◆ **REQUIREMENT A**
In the text on Simon Olivier below, rewrite the paragraph that begins "Olivier studied chemistry at the Delft University of Technology" as a short list of its main facts.
◆ **REQUIREMENT B**
Print the section of the Simon Olivier text starting with "Olivier was one" and going on through "National Socialist ideas.", with no changes.

Dutch chemist (1879-1961)

Simon Cornelis Johannes Olivier (Amsterdam, June 13, 1879 – Wageningen, August 9, 1961) was a Dutch chemist. He was professor at the Wageningen Agricultural College (predecessor of what is currently Wageningen University) from 1919 to 1949. During the Second World War he was imprisoned for almost two years for his resistance against the German occupier.

== Career ==
Olivier studied chemistry at the Delft University of Technology. He received his doctorate in 1913 cum laude (“with high distinction”) as a doctor of technical science for his study of “Velocity measurements in the reaction of Friedel and Crafts” [translated from Dutch]. He subsequently worked as an assistant at the National Agricultural Research Station in Groningen, and as a physics and chemistry teacher at the HBS in Nijmegen. Subsequently, he got a job at the Wageningen Agricultural College. In 1918 he was appointed professor of Organic Chemistry, the first professor of the current Laboratory of Organic Chemistry. Olivier's publications also attracted attention abroad, especially in the field of organic chemistry.

== WWII ==
Olivier was concerned about Nazism well before the German invasion of the Netherlands. Already in 1936 he became a member of the Committee of Vigilance of Anti-National Socialist Intellectuals. He also advocated admission of Jewish refugees from Nazi Germany.

Olivier was one of the few employees of the Wageningen Agricultural College who objected when they were asked to hand in an Aryan declaration in 1940. According to him, the statement was "the introduction of discrimination against Jews in the Netherlands". When he was informed that this could give him terrorist status, he crossed out the form and completed a new questionnaire. Nevertheless, Olivier continued to speak out against National Socialist ideas.

◆ **SUPPLIED INFORMATION**
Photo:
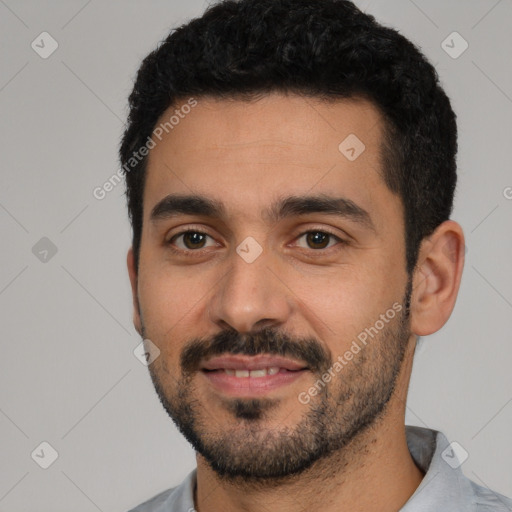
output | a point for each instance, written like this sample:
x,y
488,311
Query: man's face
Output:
x,y
282,296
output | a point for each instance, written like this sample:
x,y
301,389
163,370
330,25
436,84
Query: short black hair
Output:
x,y
327,49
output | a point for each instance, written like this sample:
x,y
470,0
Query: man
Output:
x,y
290,170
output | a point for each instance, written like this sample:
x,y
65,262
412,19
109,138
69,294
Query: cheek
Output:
x,y
347,302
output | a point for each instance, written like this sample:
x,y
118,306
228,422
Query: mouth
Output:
x,y
249,376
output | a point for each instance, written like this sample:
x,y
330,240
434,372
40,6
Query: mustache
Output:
x,y
267,341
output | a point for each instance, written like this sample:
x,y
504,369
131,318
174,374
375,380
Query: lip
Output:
x,y
241,362
230,385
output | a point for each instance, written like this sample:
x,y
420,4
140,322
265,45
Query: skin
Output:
x,y
248,154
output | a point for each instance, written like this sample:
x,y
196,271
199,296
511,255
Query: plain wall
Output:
x,y
68,374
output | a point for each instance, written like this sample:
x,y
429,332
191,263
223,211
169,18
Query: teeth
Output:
x,y
253,373
258,373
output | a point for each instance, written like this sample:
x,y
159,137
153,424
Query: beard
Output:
x,y
340,413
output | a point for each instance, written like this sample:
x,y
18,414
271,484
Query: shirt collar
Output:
x,y
444,487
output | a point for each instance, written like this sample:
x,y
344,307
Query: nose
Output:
x,y
251,296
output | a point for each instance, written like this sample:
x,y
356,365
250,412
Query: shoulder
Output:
x,y
487,500
155,504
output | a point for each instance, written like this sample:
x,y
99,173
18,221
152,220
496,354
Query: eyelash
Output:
x,y
199,252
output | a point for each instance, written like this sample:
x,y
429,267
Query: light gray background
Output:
x,y
68,374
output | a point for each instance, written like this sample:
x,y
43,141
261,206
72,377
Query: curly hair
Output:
x,y
327,49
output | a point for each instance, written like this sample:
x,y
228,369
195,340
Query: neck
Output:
x,y
374,472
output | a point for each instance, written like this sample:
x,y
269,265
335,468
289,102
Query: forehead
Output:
x,y
243,151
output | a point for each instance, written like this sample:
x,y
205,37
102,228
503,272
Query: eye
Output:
x,y
190,240
318,239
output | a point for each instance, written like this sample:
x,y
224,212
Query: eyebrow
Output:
x,y
174,205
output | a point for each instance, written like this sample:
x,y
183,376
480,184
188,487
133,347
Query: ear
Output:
x,y
436,278
132,272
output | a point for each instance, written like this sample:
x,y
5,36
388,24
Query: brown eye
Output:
x,y
190,240
319,239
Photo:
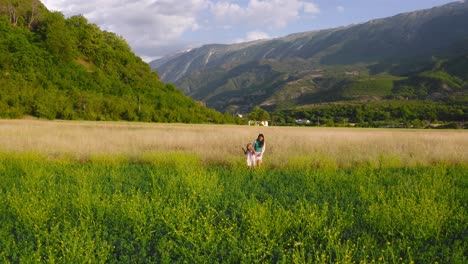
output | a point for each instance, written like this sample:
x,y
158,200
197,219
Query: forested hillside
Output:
x,y
66,68
419,55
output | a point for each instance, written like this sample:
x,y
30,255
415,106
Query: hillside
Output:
x,y
377,60
66,68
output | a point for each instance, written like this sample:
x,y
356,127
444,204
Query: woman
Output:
x,y
259,147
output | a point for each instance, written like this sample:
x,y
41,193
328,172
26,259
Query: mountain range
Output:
x,y
420,55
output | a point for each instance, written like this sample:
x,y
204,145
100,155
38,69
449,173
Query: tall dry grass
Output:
x,y
222,143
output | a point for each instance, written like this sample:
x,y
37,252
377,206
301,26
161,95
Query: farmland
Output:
x,y
136,192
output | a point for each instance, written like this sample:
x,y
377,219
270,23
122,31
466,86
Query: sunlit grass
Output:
x,y
216,144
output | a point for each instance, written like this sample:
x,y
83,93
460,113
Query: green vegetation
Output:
x,y
57,68
172,208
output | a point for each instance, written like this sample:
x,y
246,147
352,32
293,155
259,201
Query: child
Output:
x,y
251,155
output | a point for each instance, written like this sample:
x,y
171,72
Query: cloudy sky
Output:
x,y
155,28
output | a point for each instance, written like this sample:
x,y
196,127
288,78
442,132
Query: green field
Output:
x,y
175,208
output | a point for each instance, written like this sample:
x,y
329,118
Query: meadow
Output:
x,y
75,192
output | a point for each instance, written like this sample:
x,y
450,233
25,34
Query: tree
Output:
x,y
258,114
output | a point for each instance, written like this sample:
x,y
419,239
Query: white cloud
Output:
x,y
253,35
311,8
271,13
152,28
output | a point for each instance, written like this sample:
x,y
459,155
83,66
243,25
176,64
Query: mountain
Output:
x,y
369,61
66,68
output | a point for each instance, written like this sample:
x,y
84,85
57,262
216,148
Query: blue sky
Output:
x,y
156,28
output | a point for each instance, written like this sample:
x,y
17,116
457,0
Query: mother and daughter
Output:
x,y
254,152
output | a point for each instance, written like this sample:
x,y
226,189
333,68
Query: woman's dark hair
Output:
x,y
261,142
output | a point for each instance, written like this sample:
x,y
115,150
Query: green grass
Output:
x,y
174,208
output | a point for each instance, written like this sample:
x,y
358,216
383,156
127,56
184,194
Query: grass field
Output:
x,y
75,192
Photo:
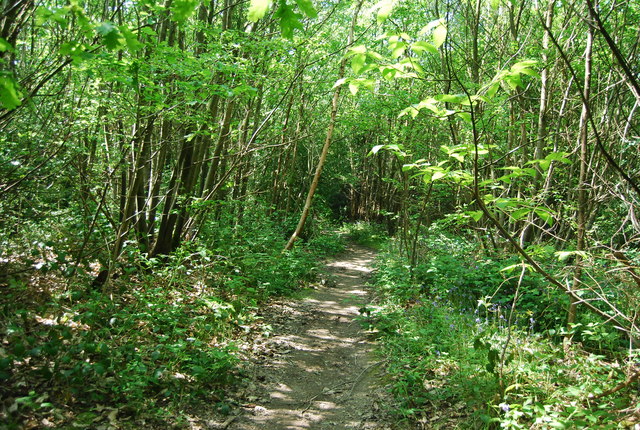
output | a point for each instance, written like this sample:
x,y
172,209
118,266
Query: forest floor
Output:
x,y
316,370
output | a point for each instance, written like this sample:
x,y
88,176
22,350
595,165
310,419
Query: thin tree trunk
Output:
x,y
327,142
582,193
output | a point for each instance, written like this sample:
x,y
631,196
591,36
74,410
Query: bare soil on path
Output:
x,y
317,370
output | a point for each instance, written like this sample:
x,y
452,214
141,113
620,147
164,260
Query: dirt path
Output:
x,y
317,370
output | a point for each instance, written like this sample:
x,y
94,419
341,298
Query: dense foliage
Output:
x,y
155,158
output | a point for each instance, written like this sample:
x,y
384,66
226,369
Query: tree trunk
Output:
x,y
328,139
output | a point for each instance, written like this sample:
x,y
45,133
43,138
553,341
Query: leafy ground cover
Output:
x,y
460,355
155,344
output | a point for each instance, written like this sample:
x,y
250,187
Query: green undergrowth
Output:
x,y
156,344
458,357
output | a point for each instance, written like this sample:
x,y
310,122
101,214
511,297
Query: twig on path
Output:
x,y
224,425
355,382
311,400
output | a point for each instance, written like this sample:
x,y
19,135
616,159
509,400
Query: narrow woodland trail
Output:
x,y
317,370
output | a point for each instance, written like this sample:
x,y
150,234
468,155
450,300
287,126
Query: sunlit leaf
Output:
x,y
357,62
307,8
384,10
439,35
421,47
10,96
183,9
5,46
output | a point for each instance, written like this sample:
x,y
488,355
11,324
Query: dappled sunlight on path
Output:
x,y
321,375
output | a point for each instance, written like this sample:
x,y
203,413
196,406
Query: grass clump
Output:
x,y
460,354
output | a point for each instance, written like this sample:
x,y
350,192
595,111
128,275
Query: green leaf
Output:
x,y
451,98
475,215
439,35
111,36
10,96
519,214
339,82
357,62
130,38
397,49
427,28
421,47
289,20
545,215
384,10
307,8
183,9
6,46
375,149
258,9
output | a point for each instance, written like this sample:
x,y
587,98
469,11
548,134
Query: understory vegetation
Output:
x,y
159,342
167,167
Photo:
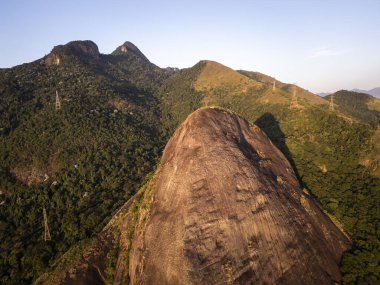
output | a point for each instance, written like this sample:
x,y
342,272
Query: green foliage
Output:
x,y
117,112
96,151
356,105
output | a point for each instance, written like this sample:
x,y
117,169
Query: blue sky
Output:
x,y
323,45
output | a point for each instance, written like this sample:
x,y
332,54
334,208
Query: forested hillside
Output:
x,y
84,160
80,162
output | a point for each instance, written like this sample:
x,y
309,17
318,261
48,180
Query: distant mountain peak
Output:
x,y
129,47
77,48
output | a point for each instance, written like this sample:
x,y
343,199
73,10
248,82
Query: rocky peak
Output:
x,y
225,207
129,47
75,48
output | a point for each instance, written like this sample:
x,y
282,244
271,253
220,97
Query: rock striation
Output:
x,y
228,209
224,207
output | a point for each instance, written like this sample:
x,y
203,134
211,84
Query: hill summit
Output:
x,y
129,47
224,207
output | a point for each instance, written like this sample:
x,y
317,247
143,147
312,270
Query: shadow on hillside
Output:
x,y
269,124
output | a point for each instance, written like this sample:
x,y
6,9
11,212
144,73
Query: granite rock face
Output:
x,y
228,209
224,207
76,48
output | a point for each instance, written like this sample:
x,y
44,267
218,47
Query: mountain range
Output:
x,y
82,134
375,92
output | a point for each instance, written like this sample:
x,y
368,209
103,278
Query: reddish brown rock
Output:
x,y
228,209
225,207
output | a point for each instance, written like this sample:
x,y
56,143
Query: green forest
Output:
x,y
85,160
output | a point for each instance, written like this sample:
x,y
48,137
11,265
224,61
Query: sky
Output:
x,y
320,45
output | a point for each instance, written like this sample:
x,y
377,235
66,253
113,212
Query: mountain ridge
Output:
x,y
118,111
179,216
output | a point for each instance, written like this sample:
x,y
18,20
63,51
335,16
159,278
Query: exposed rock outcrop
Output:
x,y
225,207
129,47
74,48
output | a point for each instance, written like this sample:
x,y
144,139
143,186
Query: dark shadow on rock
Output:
x,y
269,124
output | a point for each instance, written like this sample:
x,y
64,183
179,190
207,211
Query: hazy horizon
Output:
x,y
323,46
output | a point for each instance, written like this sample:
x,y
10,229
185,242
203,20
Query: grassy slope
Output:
x,y
324,147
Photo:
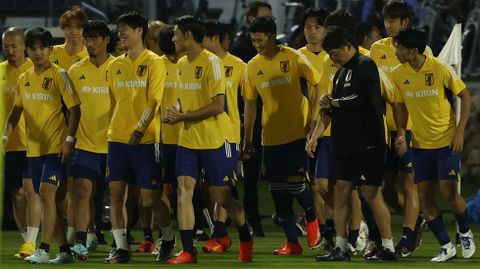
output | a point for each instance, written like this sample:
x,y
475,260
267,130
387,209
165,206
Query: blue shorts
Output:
x,y
215,162
169,154
324,164
284,161
434,164
16,169
89,165
46,169
396,164
142,161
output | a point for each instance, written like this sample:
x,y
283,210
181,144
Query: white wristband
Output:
x,y
70,139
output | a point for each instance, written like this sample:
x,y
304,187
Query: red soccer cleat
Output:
x,y
313,233
246,251
289,249
183,258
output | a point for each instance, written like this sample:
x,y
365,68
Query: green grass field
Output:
x,y
263,257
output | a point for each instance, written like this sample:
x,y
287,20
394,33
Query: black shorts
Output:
x,y
361,168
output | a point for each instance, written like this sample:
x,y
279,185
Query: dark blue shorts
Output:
x,y
215,162
88,165
435,164
396,164
46,169
169,155
324,164
284,161
142,161
16,169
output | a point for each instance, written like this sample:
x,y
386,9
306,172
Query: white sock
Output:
x,y
167,233
120,236
24,236
71,236
341,243
32,233
388,244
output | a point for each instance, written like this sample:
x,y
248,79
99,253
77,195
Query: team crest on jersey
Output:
x,y
228,71
284,66
141,70
429,79
198,72
47,83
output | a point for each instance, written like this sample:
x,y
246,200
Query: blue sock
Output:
x,y
219,229
187,241
438,229
462,220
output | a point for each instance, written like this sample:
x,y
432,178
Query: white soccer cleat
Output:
x,y
446,253
468,245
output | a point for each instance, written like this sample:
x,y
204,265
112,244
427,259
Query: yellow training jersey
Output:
x,y
199,81
41,98
90,83
136,89
277,81
235,78
8,85
426,94
383,53
61,58
170,98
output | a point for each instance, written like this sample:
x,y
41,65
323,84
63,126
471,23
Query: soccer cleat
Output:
x,y
289,249
183,258
166,250
40,256
383,255
146,247
27,249
468,245
80,252
446,253
246,251
336,255
62,258
313,233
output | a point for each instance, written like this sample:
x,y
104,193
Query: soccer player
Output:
x,y
424,89
202,138
50,140
234,74
398,15
355,107
26,203
136,82
89,77
274,75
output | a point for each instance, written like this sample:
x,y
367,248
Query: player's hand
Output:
x,y
248,150
457,143
401,145
66,152
135,138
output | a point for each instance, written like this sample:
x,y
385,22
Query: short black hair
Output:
x,y
254,6
135,20
337,37
412,38
317,13
165,40
38,34
193,24
395,9
263,25
341,18
95,28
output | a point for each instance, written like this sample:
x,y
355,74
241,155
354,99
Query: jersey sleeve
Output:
x,y
66,89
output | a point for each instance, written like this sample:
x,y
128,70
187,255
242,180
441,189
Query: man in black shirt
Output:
x,y
356,110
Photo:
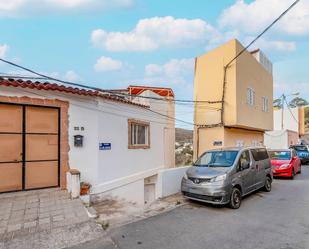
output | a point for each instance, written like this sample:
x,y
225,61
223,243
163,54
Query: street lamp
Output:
x,y
283,100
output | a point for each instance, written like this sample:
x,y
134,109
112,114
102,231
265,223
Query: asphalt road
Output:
x,y
275,220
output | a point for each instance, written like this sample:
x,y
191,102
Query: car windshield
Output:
x,y
280,155
300,148
216,159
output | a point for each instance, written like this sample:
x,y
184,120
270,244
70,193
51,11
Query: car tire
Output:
x,y
235,199
267,185
293,174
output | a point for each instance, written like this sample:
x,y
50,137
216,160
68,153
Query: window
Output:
x,y
139,134
280,155
244,160
259,154
250,96
217,159
264,104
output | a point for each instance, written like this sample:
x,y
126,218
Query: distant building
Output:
x,y
248,97
289,126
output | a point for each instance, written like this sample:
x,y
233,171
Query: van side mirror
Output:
x,y
245,165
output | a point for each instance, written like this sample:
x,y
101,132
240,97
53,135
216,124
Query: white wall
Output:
x,y
107,121
132,192
289,122
169,181
276,139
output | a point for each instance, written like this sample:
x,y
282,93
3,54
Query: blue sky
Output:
x,y
114,43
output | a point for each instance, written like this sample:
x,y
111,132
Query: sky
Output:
x,y
114,43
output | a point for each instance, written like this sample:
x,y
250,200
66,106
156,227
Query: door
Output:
x,y
41,152
10,147
262,162
29,147
247,173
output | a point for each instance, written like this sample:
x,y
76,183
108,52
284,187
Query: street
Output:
x,y
279,219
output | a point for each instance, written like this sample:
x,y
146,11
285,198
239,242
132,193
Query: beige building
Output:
x,y
239,111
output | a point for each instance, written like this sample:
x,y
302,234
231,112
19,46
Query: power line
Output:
x,y
291,111
245,48
107,112
115,92
264,31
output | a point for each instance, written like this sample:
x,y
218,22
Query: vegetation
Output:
x,y
184,147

◆ **OUTPUT A**
- Studied chemistry at the Delft University of Technology.
- Received his doctorate cum laude in 1913 as a doctor of technical science, for a study of velocity measurements in the Friedel and Crafts reaction.
- Worked as an assistant at the National Agricultural Research Station in Groningen.
- Taught physics and chemistry at the HBS in Nijmegen.
- Then took a job at the Wageningen Agricultural College.
- Was appointed professor of Organic Chemistry in 1918, the first professor of the current Laboratory of Organic Chemistry.
- His publications drew attention abroad, especially in organic chemistry.

◆ **OUTPUT B**
Olivier was one of the few employees of the Wageningen Agricultural College who objected when they were asked to hand in an Aryan declaration in 1940. According to him, the statement was "the introduction of discrimination against Jews in the Netherlands". When he was informed that this could give him terrorist status, he crossed out the form and completed a new questionnaire. Nevertheless, Olivier continued to speak out against National Socialist ideas.